§ Aim of the exercise
Could you set out all the lines below as a numbered list, skipping any blank ones and leaving the pictures out?

§ Task material
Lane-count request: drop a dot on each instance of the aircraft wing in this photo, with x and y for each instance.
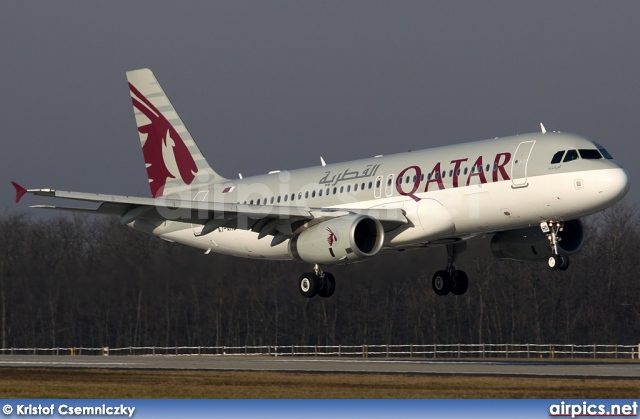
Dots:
(274, 220)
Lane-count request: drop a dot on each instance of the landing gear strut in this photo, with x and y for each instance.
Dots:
(317, 282)
(556, 260)
(451, 280)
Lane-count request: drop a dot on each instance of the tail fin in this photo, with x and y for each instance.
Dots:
(172, 157)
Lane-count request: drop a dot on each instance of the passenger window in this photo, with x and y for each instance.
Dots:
(557, 158)
(590, 154)
(571, 155)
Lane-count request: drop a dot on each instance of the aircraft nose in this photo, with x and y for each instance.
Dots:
(615, 184)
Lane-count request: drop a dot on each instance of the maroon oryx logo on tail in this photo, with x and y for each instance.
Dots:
(165, 154)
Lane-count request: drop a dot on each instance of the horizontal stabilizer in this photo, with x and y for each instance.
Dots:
(20, 191)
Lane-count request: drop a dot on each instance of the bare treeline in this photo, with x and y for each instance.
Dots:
(81, 281)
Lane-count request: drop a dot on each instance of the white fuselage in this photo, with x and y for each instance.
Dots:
(447, 193)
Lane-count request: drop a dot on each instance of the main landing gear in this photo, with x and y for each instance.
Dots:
(317, 283)
(451, 280)
(556, 260)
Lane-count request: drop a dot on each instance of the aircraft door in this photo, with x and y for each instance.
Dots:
(377, 192)
(519, 164)
(389, 186)
(200, 196)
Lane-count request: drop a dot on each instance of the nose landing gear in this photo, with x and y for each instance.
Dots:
(451, 280)
(556, 260)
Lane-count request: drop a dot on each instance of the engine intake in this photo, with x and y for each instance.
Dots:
(531, 244)
(340, 240)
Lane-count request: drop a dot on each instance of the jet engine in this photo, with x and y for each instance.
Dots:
(350, 238)
(531, 244)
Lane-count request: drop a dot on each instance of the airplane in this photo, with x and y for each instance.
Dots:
(528, 191)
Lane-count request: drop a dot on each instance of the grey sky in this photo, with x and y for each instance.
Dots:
(274, 85)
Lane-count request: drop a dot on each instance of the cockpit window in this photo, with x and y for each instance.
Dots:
(571, 155)
(590, 154)
(605, 153)
(557, 158)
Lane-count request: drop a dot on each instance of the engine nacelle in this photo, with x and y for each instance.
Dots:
(531, 244)
(340, 240)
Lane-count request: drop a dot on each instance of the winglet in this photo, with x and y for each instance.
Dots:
(20, 191)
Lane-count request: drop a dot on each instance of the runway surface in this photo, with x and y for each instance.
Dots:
(576, 369)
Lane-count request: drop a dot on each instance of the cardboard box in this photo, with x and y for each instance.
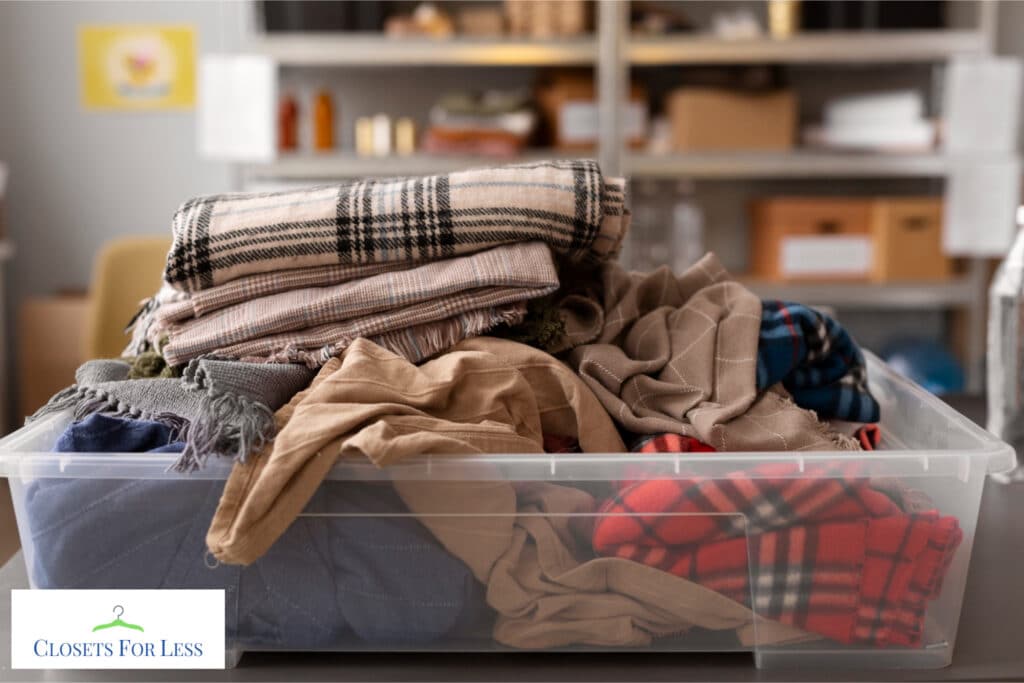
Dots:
(568, 108)
(50, 347)
(713, 119)
(908, 241)
(836, 239)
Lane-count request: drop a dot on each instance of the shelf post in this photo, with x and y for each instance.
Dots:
(611, 76)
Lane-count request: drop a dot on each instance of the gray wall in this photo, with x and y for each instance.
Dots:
(77, 177)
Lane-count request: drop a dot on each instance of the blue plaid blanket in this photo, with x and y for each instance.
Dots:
(816, 360)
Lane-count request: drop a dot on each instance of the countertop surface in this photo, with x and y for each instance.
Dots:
(989, 647)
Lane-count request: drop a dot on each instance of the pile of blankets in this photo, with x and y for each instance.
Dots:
(380, 322)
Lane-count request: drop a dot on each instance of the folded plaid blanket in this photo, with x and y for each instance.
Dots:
(864, 582)
(217, 407)
(312, 325)
(816, 360)
(568, 205)
(825, 552)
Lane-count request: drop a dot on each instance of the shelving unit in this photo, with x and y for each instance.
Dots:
(894, 296)
(832, 47)
(797, 164)
(311, 49)
(346, 165)
(613, 52)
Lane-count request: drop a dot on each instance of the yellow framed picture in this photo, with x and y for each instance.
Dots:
(151, 67)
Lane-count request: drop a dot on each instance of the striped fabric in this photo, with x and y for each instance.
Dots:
(816, 360)
(568, 205)
(312, 325)
(254, 287)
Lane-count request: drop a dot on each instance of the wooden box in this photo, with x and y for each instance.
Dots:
(848, 239)
(713, 119)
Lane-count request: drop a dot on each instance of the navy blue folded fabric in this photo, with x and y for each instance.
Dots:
(329, 581)
(816, 360)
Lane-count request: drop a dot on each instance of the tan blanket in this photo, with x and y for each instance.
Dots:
(487, 395)
(667, 353)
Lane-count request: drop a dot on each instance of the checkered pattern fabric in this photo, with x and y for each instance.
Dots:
(566, 204)
(771, 497)
(816, 360)
(824, 551)
(314, 324)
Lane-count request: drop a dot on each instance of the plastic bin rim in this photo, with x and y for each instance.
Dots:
(999, 457)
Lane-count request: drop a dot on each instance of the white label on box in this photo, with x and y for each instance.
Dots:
(113, 629)
(828, 255)
(578, 122)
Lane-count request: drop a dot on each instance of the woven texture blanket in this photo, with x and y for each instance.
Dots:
(816, 360)
(568, 205)
(679, 354)
(217, 407)
(313, 325)
(826, 552)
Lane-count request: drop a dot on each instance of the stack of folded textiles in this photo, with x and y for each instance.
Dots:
(384, 321)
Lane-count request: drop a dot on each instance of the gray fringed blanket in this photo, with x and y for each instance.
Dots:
(217, 407)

§ Exercise output
1. Lane-count request: drop a dot on each instance of the aircraft wing in this photo, with x and y for each instance.
2. Dots:
3. (274, 220)
4. Lane-count request: drop a dot on each instance of the landing gear strut in this photo, with x and y for each instance.
5. Dots:
6. (317, 282)
7. (556, 260)
8. (451, 280)
9. Lane-count request: drop a dot on each instance of the tail fin in this photo, with x and y for each instance.
10. Dots:
11. (172, 157)
12. Lane-count request: drop a dot on each instance of the passenger window in this photo, with x and y for each instance.
13. Dots:
14. (557, 158)
15. (590, 154)
16. (571, 155)
17. Lane-count request: drop a dot on each instance of the aircraft nose in this photo, with x and y for each instance.
18. Dots:
19. (615, 184)
20. Lane-count request: drop a dot on each instance of the maroon oryx logo on tail in this photo, with x and y for each instance.
21. Dots:
22. (165, 154)
23. Lane-count request: drop a dot on each instance of the horizontal stabilizer in this photo, with x and y for each instance.
24. Dots:
25. (20, 191)
26. Lane-count request: drop a dot on each instance of the bare treeline in this photo, with x and y for each instance.
27. Dots:
28. (81, 281)
29. Lane-count request: drop a dot on each instance of the white fuselage in this photo, with x and y for each instance.
30. Dots:
31. (447, 193)
32. Lane-count request: drop a dot on each instance of the main landing gear in this photo, with x and y for each instance.
33. Dots:
34. (317, 283)
35. (451, 280)
36. (556, 260)
37. Lane-count request: drop a dot on each instance of the aircraft door in this photo, with x and y for each instance.
38. Dots:
39. (377, 192)
40. (519, 164)
41. (389, 186)
42. (200, 196)
43. Lane-count request: drop a dot on each instance of the nose landing gear in this photo, with x and y for each instance.
44. Dots:
45. (451, 280)
46. (556, 260)
47. Lane-count request: drop a dot on each instance of the engine intake in this photo, with x and y for each instance.
48. Dots:
49. (531, 244)
50. (340, 240)
51. Lane-count request: drop a dot on each instance of the jet engine in this photo, with x and y for each instance.
52. Dots:
53. (350, 238)
54. (531, 244)
55. Lane-count request: drop a dot on each instance of the airplane in this photo, with x and y for each instance.
56. Dots:
57. (528, 191)
58. Lane-count request: drop a dot on each instance of the grey sky in this photo, with x and y for each instance.
59. Dots:
60. (274, 85)
61. Lane-count request: drop a dot on each instance of the cockpit window in this photo, with x and y for each instance.
62. Dots:
63. (571, 155)
64. (590, 154)
65. (605, 153)
66. (557, 158)
67. Lane-count request: drop a dot on each instance of the engine nacelle in this photo, with x and y for each instance.
68. Dots:
69. (531, 244)
70. (340, 240)
71. Lane-count request: drop a dot on each instance of the winglet in this photo, with x and y for each instance.
72. Dots:
73. (20, 191)
74. Lane-count request: drop a dot on each instance of the runway surface in this photo, with x and y for each instance.
75. Dots:
76. (576, 369)
77. Lane-count request: drop a dot on each instance of the cardboard box in this photo, with x and y for each instance.
78. Dots:
79. (568, 108)
80. (50, 347)
81. (713, 119)
82. (908, 241)
83. (836, 239)
84. Lane-count request: drop a dot on each instance of the shelf post in this photo, with x and y for each instance.
85. Dots:
86. (611, 76)
87. Lane-count request: drop a dot on each instance of the gray wall in this photo, with x and y for each instance.
88. Dots:
89. (77, 177)
90. Lane-count request: drop a dot on each instance of the blue plaid blanket in this photo, with x and y for each instance.
91. Dots:
92. (816, 360)
93. Lane-count request: drop a dot on each instance of the countertop surface in this photo, with x and y for each instance.
94. Dots:
95. (989, 647)
96. Lane-count request: drop a dot on each instance of the pile of blankets in this photo, with x and y for each instance.
97. Dots:
98. (380, 322)
99. Lane-count request: drop a dot on each instance of the folded plaid blanket in this photo, with x and y for each instance.
100. Dots:
101. (864, 582)
102. (217, 407)
103. (312, 325)
104. (816, 360)
105. (568, 205)
106. (825, 552)
107. Lane-count request: drop a dot on each instance of the shelving unit in this photo, with x and y for each instance.
108. Dots:
109. (894, 296)
110. (832, 47)
111. (797, 164)
112. (311, 49)
113. (346, 165)
114. (613, 52)
115. Lane-count request: drop a dot on each instance of the yellow framed picture in this photo, with x and y for each instance.
116. Dots:
117. (151, 67)
118. Lane-count request: drop a dot on each instance of the striped fabric in this photo, with x and y for each instance.
119. Dots:
120. (816, 360)
121. (568, 205)
122. (312, 325)
123. (254, 287)
124. Lane-count request: drop a dot on each instance of the wooden box in this photo, with x and y for each instance.
125. Dots:
126. (848, 239)
127. (713, 119)
128. Lane-count request: drop a dot on each instance of the navy blue folded fabric in this photo, with x and y for each instance.
129. Dots:
130. (329, 581)
131. (816, 360)
132. Lane-count request: drop a dot on each instance of the tan blanket in this photo, with x and y for each instance.
133. Dots:
134. (487, 395)
135. (667, 353)
136. Lane-count request: drop a dot on each instance of the checkered pattern fabric in this photo, with x and y for each instance.
137. Dots:
138. (566, 204)
139. (771, 497)
140. (816, 360)
141. (824, 551)
142. (314, 324)
143. Lane-count request: drop a dot on each instance of the plastic bin rim in this photo, with x and y for each instance.
144. Dots:
145. (999, 457)
146. Lane-count request: drop a dot on each instance of the white label on box in this photo, with x and y for each instance.
147. Dots:
148. (113, 629)
149. (828, 255)
150. (578, 122)
151. Lane-count request: drop a dot on each instance of the woven texture blanket in this photo, with x and y for each instance.
152. Dots:
153. (816, 360)
154. (568, 205)
155. (679, 354)
156. (217, 407)
157. (313, 325)
158. (826, 552)
159. Lane-count request: drop a dot on each instance of the stack of folded textiles in this photo, with x and y for each instance.
160. Dots:
161. (384, 321)
162. Lane-count request: drop a dot on each instance of the gray fringed blanket in this photo, with x and y for each instance.
163. Dots:
164. (217, 407)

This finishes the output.